Aim of the task:
Locate the line that contains "Query: gray trousers" in the entries below, then repeat it and every following line through the line that contains "Query: dump truck", exactly, and no others.

Records shown:
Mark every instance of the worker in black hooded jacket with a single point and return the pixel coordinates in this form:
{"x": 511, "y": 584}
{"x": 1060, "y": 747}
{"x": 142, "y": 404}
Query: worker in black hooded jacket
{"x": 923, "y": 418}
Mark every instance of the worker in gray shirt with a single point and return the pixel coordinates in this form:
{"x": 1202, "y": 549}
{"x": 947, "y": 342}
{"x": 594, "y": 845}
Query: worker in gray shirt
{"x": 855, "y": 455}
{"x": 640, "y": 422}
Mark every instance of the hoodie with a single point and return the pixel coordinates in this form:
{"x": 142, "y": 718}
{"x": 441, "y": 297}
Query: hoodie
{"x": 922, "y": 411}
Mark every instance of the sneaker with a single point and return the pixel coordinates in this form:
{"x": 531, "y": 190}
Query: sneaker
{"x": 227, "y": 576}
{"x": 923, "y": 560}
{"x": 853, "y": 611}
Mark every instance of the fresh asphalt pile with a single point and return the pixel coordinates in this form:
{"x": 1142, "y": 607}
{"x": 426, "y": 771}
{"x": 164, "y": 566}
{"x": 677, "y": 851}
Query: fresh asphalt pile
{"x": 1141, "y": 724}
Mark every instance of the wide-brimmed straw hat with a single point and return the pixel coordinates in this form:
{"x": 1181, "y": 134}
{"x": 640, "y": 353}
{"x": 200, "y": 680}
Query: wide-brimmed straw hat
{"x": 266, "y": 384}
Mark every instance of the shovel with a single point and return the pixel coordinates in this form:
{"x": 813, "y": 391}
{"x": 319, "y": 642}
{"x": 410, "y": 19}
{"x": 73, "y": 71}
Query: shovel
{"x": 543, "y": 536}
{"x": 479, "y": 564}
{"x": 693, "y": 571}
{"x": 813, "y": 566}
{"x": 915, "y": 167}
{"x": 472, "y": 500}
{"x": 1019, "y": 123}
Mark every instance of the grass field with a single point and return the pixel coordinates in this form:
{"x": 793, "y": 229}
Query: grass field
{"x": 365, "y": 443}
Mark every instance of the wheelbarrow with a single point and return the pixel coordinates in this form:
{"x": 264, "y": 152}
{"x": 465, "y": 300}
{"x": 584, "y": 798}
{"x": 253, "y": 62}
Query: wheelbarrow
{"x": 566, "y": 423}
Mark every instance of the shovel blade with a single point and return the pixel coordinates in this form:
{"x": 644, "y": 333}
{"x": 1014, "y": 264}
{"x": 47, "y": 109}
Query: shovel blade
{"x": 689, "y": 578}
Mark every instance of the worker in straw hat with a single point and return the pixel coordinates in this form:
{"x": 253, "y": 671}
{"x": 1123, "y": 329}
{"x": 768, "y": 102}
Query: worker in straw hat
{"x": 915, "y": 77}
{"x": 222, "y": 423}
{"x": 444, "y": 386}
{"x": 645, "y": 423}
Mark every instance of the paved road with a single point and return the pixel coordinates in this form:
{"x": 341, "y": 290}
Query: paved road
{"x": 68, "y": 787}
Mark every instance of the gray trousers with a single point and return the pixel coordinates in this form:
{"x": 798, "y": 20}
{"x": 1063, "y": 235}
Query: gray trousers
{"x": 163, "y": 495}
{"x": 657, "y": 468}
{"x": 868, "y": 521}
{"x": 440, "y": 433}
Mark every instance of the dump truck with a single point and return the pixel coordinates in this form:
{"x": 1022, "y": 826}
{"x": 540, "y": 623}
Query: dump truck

* * *

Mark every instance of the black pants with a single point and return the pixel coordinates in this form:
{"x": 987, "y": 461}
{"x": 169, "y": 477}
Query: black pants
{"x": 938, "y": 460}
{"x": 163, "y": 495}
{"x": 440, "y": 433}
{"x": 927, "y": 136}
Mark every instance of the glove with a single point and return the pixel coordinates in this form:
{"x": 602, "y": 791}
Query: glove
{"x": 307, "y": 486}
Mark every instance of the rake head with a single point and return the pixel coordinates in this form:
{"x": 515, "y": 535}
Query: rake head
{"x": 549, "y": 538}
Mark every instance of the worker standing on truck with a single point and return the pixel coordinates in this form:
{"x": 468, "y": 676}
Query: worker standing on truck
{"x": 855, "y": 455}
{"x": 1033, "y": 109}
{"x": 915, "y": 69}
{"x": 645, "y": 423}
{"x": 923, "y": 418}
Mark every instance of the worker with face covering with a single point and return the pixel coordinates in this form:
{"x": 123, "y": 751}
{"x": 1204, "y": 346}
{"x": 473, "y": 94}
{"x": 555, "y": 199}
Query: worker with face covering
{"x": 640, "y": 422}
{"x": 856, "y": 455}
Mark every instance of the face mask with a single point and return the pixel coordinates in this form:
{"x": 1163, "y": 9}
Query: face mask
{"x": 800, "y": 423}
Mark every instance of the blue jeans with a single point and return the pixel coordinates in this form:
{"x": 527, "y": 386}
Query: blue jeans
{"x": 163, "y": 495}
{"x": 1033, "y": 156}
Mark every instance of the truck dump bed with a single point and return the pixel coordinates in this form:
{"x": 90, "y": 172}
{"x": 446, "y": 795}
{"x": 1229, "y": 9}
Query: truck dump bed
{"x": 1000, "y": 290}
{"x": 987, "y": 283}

Task response:
Query: gray trousers
{"x": 163, "y": 495}
{"x": 657, "y": 468}
{"x": 868, "y": 521}
{"x": 440, "y": 433}
Mark every instance of the dump truck with a single point and return the pixel coordinates in this form:
{"x": 1022, "y": 826}
{"x": 540, "y": 623}
Query: dump truck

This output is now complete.